» WHAT YOU SHOULD DO
Skip every line before the one containing "task | indicate the conifer", then copy that line and the rest of the entries below exactly, through the last line.

» DATASET EXCERPTS
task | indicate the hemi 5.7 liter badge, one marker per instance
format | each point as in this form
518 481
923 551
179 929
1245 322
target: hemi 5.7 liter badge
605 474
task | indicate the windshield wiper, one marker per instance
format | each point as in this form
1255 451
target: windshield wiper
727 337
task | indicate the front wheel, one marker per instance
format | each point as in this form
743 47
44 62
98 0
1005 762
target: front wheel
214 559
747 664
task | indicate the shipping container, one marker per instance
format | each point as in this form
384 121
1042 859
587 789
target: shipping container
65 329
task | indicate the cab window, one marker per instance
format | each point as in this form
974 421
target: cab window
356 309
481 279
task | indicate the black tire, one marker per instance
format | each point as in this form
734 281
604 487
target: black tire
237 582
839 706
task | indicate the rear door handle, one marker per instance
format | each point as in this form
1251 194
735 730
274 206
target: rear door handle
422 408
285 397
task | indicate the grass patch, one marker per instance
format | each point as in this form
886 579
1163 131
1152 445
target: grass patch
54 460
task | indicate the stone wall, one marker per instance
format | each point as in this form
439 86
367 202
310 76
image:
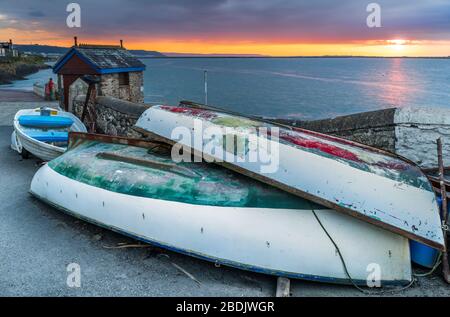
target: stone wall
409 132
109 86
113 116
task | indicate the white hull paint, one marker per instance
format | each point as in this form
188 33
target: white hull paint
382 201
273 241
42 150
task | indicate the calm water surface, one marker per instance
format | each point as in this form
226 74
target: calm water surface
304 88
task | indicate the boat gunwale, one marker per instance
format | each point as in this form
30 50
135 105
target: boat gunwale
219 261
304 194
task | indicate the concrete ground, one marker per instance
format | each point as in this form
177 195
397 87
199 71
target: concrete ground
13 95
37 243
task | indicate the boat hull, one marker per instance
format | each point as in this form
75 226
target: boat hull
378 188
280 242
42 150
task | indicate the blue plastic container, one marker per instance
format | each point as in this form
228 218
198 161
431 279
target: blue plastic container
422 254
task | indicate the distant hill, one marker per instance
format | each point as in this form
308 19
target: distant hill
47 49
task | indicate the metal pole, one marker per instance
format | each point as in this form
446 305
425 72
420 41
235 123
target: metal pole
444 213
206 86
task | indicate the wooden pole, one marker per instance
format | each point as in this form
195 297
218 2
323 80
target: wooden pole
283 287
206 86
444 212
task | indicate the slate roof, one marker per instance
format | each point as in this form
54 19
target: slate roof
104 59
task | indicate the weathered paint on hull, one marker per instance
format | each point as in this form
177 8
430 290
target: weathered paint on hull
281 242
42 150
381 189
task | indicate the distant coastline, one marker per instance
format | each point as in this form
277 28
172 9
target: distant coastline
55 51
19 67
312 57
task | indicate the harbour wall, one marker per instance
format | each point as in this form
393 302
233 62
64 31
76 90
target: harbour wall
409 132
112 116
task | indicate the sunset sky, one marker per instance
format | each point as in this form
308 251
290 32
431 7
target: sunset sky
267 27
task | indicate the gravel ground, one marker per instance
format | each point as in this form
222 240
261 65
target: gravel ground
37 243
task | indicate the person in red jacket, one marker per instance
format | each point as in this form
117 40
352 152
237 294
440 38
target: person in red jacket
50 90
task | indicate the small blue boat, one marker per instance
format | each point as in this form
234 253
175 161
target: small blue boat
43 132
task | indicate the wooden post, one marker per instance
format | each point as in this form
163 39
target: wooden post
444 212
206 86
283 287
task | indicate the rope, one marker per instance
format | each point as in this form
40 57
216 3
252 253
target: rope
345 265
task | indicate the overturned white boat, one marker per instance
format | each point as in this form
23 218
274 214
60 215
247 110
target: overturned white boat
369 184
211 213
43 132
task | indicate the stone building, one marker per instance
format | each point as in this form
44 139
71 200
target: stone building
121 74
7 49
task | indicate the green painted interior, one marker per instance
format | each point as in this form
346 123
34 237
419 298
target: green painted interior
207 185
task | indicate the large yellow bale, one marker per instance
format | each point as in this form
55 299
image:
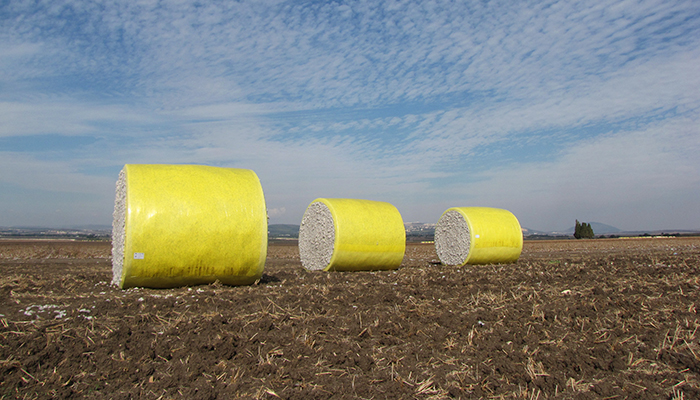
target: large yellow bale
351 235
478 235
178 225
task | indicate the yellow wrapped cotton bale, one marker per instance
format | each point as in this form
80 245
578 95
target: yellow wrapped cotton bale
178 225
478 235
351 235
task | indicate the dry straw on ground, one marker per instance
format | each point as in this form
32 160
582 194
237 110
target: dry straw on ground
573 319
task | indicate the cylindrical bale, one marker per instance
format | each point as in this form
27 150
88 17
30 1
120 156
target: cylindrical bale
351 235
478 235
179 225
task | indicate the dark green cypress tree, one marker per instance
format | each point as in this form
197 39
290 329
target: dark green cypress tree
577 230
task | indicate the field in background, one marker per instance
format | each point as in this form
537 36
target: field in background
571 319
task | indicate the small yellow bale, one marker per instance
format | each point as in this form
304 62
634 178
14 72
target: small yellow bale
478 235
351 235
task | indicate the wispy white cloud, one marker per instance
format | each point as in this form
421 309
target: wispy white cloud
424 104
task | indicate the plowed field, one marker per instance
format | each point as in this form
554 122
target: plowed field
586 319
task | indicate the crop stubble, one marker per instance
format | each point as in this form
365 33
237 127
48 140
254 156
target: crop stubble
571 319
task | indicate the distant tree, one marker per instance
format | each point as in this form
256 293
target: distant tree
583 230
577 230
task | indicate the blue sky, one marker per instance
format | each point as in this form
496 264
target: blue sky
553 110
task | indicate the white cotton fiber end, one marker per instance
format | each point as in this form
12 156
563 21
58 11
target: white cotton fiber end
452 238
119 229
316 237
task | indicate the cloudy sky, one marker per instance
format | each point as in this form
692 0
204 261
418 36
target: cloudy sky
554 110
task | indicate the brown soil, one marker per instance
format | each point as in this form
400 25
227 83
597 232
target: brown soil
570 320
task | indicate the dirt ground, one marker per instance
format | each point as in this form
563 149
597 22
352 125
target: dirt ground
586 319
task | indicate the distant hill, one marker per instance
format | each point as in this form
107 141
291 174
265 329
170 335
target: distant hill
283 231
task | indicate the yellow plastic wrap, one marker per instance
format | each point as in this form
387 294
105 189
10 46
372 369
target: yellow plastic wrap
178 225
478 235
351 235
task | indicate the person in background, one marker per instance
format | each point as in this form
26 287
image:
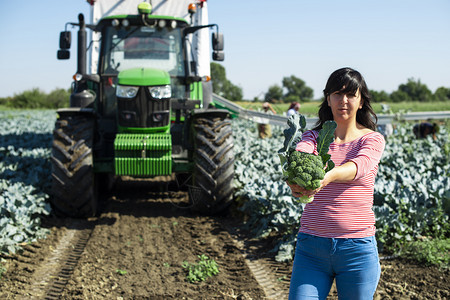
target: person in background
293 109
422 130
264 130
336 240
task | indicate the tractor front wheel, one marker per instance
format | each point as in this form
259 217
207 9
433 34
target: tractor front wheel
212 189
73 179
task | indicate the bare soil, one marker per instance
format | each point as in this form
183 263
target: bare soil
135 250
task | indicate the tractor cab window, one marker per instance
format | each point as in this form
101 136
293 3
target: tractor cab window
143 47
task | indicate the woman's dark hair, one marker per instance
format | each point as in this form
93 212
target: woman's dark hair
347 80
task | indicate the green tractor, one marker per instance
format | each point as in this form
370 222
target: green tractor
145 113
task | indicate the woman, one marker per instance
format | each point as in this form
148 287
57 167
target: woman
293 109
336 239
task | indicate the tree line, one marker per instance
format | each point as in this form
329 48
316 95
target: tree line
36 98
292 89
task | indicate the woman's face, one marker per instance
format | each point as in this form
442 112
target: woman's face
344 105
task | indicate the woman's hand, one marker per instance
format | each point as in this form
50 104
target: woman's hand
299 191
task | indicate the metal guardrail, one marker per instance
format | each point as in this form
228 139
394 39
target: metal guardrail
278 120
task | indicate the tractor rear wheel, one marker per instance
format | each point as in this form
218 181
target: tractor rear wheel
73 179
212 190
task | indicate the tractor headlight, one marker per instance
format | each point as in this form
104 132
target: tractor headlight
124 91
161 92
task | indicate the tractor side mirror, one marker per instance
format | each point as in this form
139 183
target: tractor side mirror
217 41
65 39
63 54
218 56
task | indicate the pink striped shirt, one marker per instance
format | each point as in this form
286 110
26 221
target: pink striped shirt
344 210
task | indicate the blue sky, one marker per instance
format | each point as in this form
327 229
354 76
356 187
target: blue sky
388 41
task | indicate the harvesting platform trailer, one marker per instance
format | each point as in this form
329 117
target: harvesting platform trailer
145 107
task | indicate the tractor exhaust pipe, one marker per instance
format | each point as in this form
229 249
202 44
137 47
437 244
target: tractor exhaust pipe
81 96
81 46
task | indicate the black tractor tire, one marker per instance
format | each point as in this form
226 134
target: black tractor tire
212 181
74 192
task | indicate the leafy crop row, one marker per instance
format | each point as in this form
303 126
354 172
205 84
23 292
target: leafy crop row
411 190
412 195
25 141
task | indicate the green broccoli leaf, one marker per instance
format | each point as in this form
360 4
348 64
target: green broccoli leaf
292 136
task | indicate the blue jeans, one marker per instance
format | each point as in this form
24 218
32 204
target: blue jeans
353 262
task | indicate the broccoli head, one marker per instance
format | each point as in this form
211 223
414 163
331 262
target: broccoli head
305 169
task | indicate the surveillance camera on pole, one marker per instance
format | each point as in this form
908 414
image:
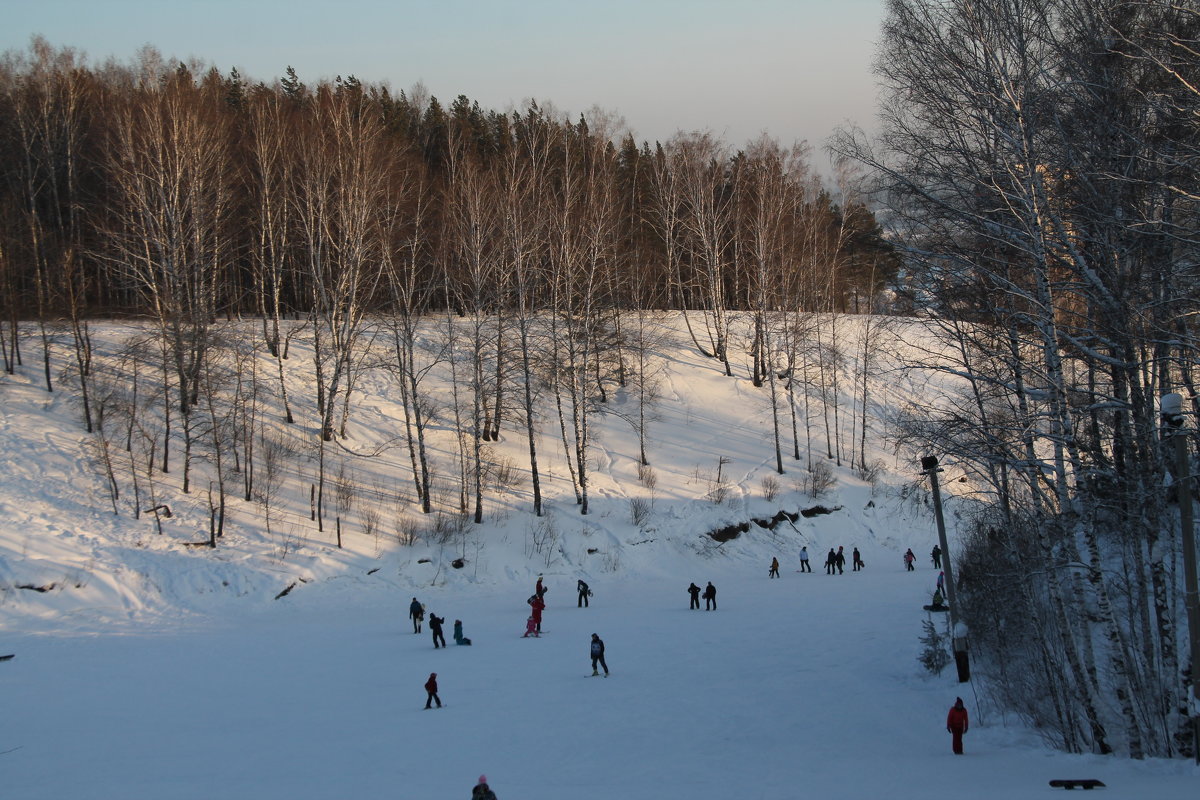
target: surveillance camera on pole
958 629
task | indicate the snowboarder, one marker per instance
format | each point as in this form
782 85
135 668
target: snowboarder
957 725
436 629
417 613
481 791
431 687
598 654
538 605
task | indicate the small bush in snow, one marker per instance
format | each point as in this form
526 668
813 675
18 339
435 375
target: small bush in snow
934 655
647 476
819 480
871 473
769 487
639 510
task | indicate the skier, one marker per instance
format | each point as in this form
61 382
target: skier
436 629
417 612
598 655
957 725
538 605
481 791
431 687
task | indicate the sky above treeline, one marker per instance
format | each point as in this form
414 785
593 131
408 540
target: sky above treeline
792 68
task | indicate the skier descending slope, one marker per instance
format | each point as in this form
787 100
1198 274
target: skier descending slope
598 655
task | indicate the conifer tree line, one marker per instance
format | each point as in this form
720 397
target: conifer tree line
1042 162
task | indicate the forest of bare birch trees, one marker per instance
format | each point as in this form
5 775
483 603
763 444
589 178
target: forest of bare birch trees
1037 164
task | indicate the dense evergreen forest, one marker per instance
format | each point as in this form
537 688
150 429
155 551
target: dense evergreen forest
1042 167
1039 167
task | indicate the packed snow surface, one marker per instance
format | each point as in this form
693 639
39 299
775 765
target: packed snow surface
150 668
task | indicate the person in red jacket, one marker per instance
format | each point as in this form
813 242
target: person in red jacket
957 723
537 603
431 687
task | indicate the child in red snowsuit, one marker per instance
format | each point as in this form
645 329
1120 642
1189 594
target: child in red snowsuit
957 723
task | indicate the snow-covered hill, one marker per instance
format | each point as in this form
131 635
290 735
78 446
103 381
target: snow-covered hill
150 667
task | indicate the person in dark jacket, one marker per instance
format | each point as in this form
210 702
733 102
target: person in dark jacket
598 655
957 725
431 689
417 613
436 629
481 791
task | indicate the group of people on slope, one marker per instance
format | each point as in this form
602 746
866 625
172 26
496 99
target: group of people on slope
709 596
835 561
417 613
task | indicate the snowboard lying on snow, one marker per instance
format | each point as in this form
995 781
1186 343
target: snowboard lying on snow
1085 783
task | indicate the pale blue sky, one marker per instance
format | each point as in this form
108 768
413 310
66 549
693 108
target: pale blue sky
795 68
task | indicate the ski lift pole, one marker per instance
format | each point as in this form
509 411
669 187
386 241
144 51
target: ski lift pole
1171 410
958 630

» CORRECT RESPONSE
task | indicate the conifer tree line, one marker per instance
format | each point as in this form
720 397
target: conifer tree line
1042 162
task | indicate the forest of bare birch trees, one marker per instance
format | each point as in this form
5 775
483 603
763 444
589 178
target: forest of bare birch trees
1037 164
task | indicate the dense evergreen forest, one marker per instance
format | each point as in this form
537 688
150 429
155 551
target: dense evergreen forest
1042 167
1039 167
task | indicate the packed snow surface, one marker per instance
format | each point as in this form
693 639
39 299
775 765
target: packed snow surface
150 668
task | indicate the person in red jacket, one marker per instance
format | each point as in this form
813 242
target: person in red jacket
957 723
537 603
431 687
task | indicate the child in red snowsuit, one marker per instance
format | each point as in this form
645 329
1120 642
1189 594
target: child in red snowsuit
957 723
task | indicate the snow-covered hill, one marker per instance
format | each point as in this form
131 635
290 735
78 446
103 381
target: snow-covered hill
150 667
task | indicate the person in dark jacket, one marker per instance
format | each point as in this form
210 702
733 102
target: person in dark jacket
598 655
957 725
431 689
417 613
436 629
481 791
task | indicate the group of people on slope, one marker per instance
format | each point as in this form
602 746
866 625
172 26
496 99
target: group of people on slope
709 596
835 561
417 613
task | indicate the snowboard lying on snow, one marker per instance
format | each point as in this form
995 781
1186 343
target: snowboard lying on snow
1085 783
task | indicate the pale blue sky, one marker per instance
format | each point as in this form
108 768
413 310
66 549
693 108
target: pale blue sky
795 68
task | indicate the ski lift pole, one marker per instance
format | each point as in this form
509 411
669 187
386 241
144 51
target: ski lift pole
1171 410
958 630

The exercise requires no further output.